* What to do
Set out the lines below as a numbered list, starting at the line containing "Labeling fields. Category: young" and ending at the line containing "Labeling fields. Category: wooden high-backed", with both of those lines included and any blank lines left out.

>>>>>

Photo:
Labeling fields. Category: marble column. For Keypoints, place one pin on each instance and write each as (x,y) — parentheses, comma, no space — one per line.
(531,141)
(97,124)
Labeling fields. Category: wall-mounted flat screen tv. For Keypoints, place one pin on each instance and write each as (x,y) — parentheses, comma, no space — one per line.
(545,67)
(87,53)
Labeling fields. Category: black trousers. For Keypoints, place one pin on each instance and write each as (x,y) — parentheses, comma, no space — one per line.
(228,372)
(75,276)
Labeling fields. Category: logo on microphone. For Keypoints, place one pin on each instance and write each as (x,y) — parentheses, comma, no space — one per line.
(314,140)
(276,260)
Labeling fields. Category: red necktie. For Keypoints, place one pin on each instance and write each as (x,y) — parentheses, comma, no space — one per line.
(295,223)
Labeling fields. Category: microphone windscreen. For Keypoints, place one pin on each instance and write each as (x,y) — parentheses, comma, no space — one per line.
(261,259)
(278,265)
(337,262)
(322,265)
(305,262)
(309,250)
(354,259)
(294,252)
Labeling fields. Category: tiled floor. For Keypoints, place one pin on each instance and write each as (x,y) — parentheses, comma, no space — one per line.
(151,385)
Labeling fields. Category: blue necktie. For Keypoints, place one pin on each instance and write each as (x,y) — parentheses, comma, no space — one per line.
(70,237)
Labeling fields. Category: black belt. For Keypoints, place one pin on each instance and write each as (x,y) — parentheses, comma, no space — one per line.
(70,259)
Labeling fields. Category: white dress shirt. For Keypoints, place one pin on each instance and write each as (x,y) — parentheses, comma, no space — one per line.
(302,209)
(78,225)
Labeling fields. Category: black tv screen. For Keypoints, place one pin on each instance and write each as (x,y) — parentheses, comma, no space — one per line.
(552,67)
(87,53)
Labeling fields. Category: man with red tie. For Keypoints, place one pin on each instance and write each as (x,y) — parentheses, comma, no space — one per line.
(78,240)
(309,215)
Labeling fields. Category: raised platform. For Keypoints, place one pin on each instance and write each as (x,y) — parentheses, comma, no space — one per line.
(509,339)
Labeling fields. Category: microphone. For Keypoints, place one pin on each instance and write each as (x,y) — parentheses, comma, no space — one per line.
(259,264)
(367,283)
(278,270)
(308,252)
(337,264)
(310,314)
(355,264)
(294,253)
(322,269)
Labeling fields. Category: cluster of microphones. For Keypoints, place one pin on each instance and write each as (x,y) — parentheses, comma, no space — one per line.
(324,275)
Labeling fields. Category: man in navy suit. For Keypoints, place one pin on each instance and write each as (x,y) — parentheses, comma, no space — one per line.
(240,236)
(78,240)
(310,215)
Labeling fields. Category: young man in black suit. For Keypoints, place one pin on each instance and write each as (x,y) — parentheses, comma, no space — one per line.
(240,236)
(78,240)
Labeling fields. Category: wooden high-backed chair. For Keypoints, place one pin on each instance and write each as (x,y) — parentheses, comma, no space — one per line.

<<<<<
>>>>>

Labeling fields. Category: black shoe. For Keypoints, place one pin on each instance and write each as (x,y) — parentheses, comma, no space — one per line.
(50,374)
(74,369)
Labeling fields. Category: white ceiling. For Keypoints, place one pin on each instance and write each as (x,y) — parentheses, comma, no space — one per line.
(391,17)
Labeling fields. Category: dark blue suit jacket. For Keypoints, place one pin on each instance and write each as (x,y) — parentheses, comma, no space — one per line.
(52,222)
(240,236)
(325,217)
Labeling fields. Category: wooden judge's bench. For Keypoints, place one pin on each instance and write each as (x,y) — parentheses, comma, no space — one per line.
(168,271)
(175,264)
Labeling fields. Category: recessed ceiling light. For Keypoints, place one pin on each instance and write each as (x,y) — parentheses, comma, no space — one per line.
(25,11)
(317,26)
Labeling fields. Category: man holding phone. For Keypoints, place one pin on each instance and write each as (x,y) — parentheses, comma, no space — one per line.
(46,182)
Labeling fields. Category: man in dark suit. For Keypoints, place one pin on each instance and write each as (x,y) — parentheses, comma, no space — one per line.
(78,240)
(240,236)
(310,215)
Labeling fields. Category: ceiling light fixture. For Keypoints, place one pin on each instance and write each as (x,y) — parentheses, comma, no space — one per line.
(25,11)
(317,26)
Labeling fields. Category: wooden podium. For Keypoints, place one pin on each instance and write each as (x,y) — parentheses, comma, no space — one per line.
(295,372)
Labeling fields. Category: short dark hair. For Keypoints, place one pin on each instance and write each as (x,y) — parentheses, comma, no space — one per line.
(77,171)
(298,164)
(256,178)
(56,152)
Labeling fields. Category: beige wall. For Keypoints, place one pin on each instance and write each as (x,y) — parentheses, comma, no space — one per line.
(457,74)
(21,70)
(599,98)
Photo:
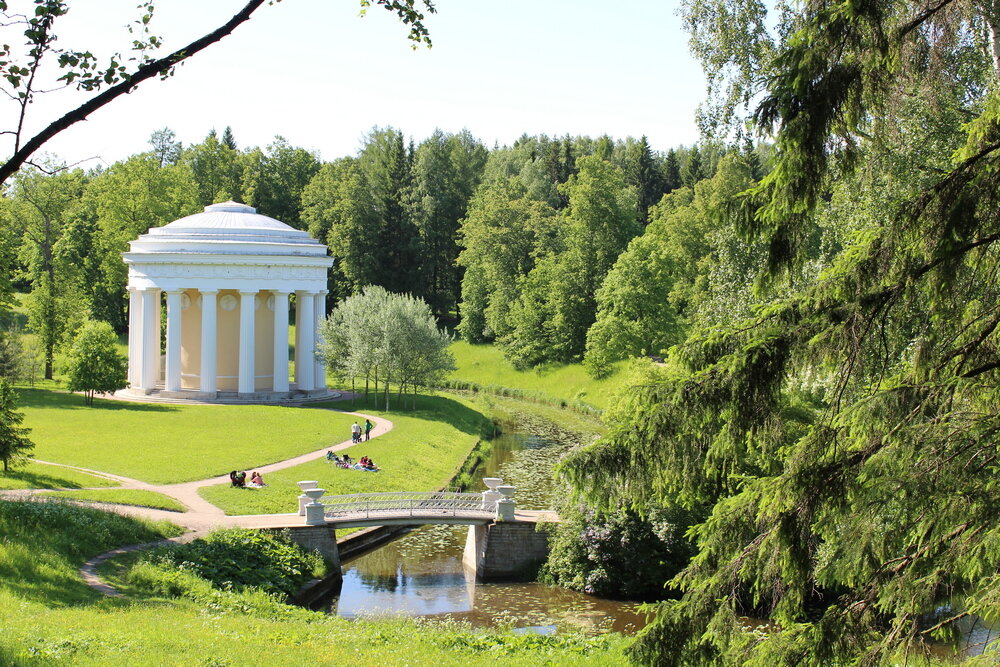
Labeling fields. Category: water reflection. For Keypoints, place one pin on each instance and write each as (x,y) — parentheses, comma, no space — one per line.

<<<<<
>>>>>

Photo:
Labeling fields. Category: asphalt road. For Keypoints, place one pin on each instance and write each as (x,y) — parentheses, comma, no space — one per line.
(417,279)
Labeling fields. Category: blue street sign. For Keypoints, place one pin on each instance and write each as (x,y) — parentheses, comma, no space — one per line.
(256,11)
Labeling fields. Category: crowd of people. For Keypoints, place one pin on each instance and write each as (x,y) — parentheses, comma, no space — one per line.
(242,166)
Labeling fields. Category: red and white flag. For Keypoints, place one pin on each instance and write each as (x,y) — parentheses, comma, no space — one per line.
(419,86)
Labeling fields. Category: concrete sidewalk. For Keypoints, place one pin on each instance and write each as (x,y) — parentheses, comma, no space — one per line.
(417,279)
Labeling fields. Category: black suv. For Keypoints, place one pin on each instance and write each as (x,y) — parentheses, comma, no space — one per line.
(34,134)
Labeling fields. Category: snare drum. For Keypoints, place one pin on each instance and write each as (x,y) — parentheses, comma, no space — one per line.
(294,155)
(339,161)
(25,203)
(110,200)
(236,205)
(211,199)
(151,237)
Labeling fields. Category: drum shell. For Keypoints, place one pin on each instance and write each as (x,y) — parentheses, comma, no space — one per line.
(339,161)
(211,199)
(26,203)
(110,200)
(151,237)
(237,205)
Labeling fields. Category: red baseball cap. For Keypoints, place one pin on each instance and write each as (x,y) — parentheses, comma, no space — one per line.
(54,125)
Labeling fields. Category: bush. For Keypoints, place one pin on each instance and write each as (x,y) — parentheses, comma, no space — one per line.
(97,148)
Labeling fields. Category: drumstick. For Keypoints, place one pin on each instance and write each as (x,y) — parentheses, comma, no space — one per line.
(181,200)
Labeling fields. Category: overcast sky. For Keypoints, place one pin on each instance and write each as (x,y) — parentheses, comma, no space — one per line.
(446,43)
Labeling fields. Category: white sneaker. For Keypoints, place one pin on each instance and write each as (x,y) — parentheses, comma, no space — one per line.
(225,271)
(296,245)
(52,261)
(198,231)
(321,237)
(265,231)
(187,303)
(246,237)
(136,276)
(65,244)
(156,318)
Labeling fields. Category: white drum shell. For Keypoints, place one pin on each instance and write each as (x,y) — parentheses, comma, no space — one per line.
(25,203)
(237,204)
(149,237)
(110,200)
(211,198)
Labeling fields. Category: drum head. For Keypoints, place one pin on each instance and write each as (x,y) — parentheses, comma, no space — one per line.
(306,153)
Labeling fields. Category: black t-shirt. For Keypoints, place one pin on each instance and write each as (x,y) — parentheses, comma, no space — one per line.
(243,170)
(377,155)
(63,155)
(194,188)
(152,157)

<<<<<

* Solution to the problem
1. Labeling fields. Category: young man in black suit. For Keypoints, place one pin on each instance and write each as (x,y) — parentheses, comma, no space — one per line.
2. (240,236)
3. (78,240)
4. Labeling fields. Category: wooden high-backed chair. For Keypoints, place one pin on each instance and write each as (x,y) — parentheses, comma, no space — one per line.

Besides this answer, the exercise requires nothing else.